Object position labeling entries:
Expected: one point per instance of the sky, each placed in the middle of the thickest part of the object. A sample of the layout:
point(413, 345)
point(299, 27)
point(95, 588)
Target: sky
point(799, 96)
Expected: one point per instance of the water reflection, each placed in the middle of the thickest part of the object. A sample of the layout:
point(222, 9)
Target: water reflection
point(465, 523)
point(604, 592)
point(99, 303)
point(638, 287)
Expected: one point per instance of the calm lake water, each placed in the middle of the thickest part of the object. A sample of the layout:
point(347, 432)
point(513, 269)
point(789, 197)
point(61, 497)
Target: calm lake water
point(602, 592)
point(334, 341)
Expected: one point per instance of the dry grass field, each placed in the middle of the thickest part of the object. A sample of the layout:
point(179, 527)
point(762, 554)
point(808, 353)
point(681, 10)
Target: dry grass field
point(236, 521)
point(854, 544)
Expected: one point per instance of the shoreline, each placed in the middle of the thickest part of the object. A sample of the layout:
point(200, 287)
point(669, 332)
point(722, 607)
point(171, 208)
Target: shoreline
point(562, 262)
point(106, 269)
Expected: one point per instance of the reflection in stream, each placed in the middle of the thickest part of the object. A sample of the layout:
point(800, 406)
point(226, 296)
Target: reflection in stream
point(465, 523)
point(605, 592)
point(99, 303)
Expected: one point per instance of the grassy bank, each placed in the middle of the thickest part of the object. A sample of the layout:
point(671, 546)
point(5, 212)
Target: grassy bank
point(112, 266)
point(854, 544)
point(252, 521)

---

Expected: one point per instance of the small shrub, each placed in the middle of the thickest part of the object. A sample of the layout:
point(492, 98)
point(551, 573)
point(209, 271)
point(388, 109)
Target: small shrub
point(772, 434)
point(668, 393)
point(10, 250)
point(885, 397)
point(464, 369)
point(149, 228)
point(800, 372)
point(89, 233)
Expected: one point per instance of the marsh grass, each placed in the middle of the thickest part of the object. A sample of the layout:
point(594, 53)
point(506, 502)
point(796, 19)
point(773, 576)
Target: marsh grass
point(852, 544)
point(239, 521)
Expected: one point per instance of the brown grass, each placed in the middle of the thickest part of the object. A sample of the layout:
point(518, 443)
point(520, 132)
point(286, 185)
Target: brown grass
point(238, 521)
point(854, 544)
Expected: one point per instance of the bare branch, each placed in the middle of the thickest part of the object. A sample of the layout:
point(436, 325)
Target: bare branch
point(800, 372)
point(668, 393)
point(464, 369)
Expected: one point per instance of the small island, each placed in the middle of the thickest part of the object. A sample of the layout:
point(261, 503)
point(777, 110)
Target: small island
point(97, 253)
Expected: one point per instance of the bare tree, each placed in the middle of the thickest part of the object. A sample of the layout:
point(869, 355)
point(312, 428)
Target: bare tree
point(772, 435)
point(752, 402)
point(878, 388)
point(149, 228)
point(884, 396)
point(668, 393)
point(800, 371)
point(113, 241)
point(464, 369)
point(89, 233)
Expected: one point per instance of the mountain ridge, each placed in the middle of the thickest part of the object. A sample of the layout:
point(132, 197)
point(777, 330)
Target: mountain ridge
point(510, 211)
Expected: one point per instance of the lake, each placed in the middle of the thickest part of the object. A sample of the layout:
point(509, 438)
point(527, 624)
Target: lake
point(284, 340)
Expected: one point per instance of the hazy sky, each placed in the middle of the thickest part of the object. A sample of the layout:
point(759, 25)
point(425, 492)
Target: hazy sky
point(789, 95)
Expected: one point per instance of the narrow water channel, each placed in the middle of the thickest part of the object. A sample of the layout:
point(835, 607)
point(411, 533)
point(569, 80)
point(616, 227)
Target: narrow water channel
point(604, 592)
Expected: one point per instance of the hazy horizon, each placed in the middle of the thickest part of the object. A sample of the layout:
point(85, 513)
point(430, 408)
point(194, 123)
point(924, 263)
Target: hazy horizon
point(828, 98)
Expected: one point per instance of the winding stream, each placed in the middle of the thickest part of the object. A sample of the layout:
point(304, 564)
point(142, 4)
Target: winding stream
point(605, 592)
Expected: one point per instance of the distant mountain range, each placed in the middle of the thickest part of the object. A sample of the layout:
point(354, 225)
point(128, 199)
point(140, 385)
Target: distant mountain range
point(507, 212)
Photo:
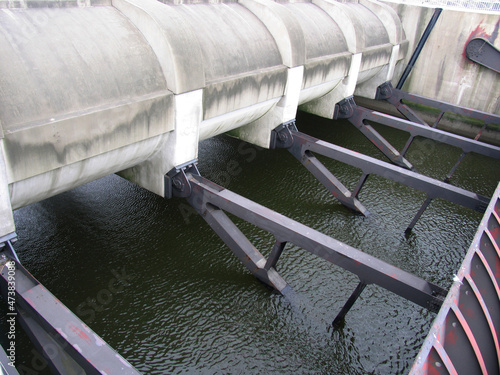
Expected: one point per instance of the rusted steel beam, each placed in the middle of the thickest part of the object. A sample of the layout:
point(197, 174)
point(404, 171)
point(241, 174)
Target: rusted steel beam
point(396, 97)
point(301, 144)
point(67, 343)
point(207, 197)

What this task involves = Transcribe the records verbatim, from the line containing "Expected: one point per instance of the brown" through the line containing "point(789, 95)", including both of those lines.

Written response =
Expected: one point per instance of the brown grass, each placed in the middle of the thickest part of the object. A sample of the layout:
point(518, 443)
point(520, 132)
point(286, 185)
Target: brown grass
point(238, 521)
point(854, 544)
Expected: one point per instance of the bare branch, each placed in the middle of the thickest part of the object. A sample of the layout:
point(436, 325)
Target: bare branch
point(800, 372)
point(668, 393)
point(464, 369)
Expected: one point per instance of the small island, each placed in the middle of the thickest part of the object. A sample of the layout:
point(261, 503)
point(777, 110)
Target: small island
point(97, 253)
Expected: one point per instance of the bare tree, each placed in the middle of the thickest part of the object. A sample of the layout:
point(869, 355)
point(312, 428)
Target: bare tree
point(772, 435)
point(752, 402)
point(878, 388)
point(149, 228)
point(884, 396)
point(668, 393)
point(800, 371)
point(113, 241)
point(464, 369)
point(89, 233)
Expected: one point per instance of the mountain ridge, each placed in the middle of the thickest part of the object. A sample of the layout:
point(132, 197)
point(777, 330)
Target: mountain ridge
point(510, 211)
Expected: one point per instance of the lake, each placed in the middle of the thickest part of the object. A sample of the layout:
point(509, 438)
point(527, 624)
Target: lake
point(284, 340)
Expected: one point per instance of the hazy sky, each placed in the middle of the thickest part of the object. A sample of the layout:
point(759, 25)
point(425, 492)
Target: hazy sky
point(789, 95)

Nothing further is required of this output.